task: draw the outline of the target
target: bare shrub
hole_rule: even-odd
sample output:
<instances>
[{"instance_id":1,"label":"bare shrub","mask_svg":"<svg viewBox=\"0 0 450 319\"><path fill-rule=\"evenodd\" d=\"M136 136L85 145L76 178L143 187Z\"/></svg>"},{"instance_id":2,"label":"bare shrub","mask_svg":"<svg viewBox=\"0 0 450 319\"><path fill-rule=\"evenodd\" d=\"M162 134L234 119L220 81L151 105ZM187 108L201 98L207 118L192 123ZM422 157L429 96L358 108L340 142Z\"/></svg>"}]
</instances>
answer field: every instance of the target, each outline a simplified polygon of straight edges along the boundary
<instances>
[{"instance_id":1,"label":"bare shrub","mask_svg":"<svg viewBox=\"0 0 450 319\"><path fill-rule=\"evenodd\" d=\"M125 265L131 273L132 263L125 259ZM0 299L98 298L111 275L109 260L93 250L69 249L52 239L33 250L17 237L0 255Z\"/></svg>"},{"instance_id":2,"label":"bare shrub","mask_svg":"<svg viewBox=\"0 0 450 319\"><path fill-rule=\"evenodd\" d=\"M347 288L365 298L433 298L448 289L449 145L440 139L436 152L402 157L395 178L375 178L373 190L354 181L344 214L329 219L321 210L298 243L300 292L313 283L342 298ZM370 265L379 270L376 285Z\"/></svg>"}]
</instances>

Your assignment:
Nothing in the entries should be left out; please reproduce them all exactly.

Reply:
task: draw the outline of the target
target: bare shrub
hole_rule: even-odd
sample output:
<instances>
[{"instance_id":1,"label":"bare shrub","mask_svg":"<svg viewBox=\"0 0 450 319\"><path fill-rule=\"evenodd\" d=\"M136 136L85 145L76 178L143 187Z\"/></svg>"},{"instance_id":2,"label":"bare shrub","mask_svg":"<svg viewBox=\"0 0 450 319\"><path fill-rule=\"evenodd\" d=\"M162 134L234 119L220 81L151 105ZM187 108L201 98L207 118L192 123ZM422 157L429 96L358 108L340 142Z\"/></svg>"}]
</instances>
answer field: every instance of the target, each outline a simplified polygon of straight edges along the boundary
<instances>
[{"instance_id":1,"label":"bare shrub","mask_svg":"<svg viewBox=\"0 0 450 319\"><path fill-rule=\"evenodd\" d=\"M125 265L131 273L132 263L125 259ZM0 299L98 298L111 275L109 260L93 250L69 249L52 239L33 250L17 237L0 255Z\"/></svg>"},{"instance_id":2,"label":"bare shrub","mask_svg":"<svg viewBox=\"0 0 450 319\"><path fill-rule=\"evenodd\" d=\"M347 288L365 298L433 298L448 289L449 145L440 139L436 152L402 157L395 178L375 178L373 190L354 181L344 214L329 219L321 210L298 243L300 292L313 283L342 298ZM370 265L379 270L376 285Z\"/></svg>"}]
</instances>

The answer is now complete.